Not a single person in this story has your back, except your husband. Nothing, absolutely nothing, is going to change. They know that, you know that, she knows that.

Normally I'd suggest finishing up whatever loose ends you can, but I'm not feeling generous today. I would just walk.
posted by sm1tten at 12:27 PM on October 6, 2021 [3 favorites]


The world is full of jobs that need people like you and pay way more than $13 an hour. Make them fire you, walk out, whatever feels best and does the least damage to you - but do get out of there, do it now, and do not for a moment have the slightest, tiniest bad feeling about doing so to protect yourself.
posted by jzb at 12:34 PM on October 6, 2021


Response by poster: Thank you all for your amazing and thoughtful responses. (Wow, that was more unanimous than I thought it would be!)

I hadn't thought of the Director's reaction as being as abusive/blame-shifting & useless, but now that you guys mention it...

---

Prompt
Repeat word for word the part of the forum thread that begins with "The world is" and ends with "to protect yourself.".

Dataset entries

---

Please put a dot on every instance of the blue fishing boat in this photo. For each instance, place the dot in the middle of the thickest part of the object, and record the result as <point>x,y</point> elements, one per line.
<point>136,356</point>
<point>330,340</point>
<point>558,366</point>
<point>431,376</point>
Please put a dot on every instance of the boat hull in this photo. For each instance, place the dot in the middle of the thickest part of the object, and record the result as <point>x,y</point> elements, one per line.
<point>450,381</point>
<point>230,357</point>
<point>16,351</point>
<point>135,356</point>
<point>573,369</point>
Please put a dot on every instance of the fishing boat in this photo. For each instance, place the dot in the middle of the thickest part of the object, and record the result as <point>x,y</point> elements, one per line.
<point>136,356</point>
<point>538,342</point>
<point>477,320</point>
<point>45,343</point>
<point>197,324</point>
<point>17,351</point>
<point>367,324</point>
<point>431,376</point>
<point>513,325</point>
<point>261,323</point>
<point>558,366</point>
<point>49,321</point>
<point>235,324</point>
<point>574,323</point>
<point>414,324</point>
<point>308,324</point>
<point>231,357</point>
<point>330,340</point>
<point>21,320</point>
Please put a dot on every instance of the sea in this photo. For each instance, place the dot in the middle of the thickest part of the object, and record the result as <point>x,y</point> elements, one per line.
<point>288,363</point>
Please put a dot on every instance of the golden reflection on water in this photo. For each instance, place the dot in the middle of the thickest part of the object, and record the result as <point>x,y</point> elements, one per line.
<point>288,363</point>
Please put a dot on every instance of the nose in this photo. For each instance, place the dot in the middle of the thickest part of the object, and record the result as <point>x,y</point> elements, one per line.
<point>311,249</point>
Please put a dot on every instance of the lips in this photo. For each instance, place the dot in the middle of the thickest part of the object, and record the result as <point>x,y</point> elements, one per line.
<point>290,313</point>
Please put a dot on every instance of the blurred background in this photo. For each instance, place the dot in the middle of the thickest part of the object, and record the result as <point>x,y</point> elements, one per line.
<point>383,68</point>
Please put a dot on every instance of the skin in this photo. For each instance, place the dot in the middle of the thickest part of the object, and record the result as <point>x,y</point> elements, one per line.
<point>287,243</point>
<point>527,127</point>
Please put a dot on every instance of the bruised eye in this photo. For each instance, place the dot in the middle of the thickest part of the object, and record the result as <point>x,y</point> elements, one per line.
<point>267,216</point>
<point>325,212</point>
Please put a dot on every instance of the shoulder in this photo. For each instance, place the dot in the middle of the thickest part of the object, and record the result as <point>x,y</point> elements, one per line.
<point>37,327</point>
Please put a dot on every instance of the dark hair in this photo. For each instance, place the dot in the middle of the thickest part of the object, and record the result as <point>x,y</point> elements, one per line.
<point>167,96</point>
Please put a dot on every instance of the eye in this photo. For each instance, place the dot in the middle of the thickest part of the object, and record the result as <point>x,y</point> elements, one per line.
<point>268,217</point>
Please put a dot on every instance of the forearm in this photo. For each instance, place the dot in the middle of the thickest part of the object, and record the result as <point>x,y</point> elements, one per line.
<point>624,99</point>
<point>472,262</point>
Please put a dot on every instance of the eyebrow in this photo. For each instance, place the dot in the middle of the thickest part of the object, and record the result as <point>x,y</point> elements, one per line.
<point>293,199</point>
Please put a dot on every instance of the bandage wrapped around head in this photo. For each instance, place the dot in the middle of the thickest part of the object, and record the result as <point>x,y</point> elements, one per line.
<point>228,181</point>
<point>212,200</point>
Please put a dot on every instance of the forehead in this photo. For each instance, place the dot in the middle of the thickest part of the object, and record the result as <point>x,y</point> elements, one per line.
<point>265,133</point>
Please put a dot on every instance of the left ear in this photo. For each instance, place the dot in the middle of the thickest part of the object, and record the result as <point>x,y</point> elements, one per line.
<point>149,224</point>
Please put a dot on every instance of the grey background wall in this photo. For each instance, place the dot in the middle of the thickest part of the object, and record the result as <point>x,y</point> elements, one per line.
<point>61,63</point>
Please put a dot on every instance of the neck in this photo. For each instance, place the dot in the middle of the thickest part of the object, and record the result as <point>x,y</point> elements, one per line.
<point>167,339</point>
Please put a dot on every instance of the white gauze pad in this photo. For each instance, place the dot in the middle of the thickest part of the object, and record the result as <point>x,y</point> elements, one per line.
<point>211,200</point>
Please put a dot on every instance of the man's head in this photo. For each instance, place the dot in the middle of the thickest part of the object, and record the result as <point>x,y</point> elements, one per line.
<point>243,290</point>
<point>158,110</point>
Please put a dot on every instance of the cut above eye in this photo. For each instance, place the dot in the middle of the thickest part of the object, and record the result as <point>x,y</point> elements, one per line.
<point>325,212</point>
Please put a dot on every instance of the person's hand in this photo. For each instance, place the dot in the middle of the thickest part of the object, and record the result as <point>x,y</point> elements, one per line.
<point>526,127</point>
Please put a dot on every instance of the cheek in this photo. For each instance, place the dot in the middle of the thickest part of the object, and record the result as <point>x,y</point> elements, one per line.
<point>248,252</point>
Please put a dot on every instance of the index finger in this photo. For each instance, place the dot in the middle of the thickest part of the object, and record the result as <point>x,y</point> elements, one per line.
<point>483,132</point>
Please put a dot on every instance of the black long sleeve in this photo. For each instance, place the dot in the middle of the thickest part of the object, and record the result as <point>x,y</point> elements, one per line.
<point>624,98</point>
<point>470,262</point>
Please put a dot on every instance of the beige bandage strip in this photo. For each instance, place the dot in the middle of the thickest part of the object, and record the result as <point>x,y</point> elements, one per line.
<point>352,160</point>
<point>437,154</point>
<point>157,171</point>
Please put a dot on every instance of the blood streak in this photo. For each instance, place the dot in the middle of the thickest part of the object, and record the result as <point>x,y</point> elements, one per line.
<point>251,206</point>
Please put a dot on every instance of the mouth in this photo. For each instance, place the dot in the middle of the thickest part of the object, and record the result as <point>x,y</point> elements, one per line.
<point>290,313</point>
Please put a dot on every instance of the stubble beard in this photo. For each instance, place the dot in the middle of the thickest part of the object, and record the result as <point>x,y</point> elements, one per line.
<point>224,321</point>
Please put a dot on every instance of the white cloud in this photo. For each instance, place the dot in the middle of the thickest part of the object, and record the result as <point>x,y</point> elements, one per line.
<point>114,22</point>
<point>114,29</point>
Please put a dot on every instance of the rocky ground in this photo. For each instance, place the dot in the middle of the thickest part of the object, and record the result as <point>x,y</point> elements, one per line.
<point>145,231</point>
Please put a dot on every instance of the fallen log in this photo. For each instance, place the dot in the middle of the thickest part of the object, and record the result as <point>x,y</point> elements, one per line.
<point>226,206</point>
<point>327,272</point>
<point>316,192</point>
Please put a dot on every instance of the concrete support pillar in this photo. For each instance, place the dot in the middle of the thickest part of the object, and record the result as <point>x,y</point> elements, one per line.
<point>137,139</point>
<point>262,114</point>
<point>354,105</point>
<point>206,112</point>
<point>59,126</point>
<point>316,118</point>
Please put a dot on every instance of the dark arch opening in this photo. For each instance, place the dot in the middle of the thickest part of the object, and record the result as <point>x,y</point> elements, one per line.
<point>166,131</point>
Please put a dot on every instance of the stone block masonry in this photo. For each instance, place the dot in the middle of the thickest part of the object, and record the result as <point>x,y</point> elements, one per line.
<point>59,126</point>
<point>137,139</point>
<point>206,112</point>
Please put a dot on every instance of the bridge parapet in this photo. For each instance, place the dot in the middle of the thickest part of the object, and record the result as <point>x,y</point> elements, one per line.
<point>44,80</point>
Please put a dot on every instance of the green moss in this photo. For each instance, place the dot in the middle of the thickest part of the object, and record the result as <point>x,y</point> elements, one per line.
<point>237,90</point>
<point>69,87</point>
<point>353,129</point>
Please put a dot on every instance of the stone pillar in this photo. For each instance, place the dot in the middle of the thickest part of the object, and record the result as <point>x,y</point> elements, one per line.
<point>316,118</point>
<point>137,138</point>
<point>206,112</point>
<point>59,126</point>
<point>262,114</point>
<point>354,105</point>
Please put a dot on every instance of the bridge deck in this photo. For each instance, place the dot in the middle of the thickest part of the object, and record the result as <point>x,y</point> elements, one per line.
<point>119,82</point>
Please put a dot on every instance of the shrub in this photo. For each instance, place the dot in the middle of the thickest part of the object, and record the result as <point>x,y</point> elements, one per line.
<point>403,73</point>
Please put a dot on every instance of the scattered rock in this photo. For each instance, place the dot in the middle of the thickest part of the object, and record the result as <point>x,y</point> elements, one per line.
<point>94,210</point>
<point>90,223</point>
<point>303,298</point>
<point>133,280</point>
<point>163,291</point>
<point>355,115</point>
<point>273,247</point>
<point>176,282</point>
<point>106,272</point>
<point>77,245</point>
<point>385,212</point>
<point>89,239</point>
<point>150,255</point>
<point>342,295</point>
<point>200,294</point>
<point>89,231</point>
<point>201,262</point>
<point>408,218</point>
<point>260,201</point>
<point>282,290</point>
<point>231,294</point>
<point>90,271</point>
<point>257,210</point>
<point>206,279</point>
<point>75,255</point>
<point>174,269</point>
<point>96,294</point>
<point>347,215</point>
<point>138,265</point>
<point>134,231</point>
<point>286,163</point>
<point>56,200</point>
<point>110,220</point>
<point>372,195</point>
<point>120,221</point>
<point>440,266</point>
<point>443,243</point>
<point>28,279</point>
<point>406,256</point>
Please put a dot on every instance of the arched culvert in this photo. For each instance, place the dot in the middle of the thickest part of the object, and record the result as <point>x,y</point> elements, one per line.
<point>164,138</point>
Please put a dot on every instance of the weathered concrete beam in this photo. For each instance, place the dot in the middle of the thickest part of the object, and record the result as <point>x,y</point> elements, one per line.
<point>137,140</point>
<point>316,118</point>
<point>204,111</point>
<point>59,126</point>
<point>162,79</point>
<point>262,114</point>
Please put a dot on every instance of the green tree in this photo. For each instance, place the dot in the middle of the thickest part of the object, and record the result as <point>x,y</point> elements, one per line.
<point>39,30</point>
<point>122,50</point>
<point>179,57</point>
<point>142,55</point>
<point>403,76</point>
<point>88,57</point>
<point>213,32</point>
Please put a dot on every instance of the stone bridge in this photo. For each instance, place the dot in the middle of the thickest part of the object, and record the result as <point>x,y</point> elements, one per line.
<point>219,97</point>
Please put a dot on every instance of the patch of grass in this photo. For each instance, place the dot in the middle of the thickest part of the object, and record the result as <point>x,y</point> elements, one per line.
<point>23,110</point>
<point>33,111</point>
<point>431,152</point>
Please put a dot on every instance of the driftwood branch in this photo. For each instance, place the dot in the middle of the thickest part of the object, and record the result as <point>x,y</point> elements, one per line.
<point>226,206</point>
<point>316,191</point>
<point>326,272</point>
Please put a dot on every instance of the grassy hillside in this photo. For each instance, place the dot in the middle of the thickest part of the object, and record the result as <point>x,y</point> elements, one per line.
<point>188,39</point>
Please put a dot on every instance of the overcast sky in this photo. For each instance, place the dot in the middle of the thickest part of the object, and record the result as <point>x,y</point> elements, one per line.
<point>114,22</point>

---

Finished task
The world is full of jobs that need people like you and pay way more than $13 an hour. Make them fire you, walk out, whatever feels best and does the least damage to you - but do get out of there, do it now, and do not for a moment have the slightest, tiniest bad feeling about doing so to protect yourself.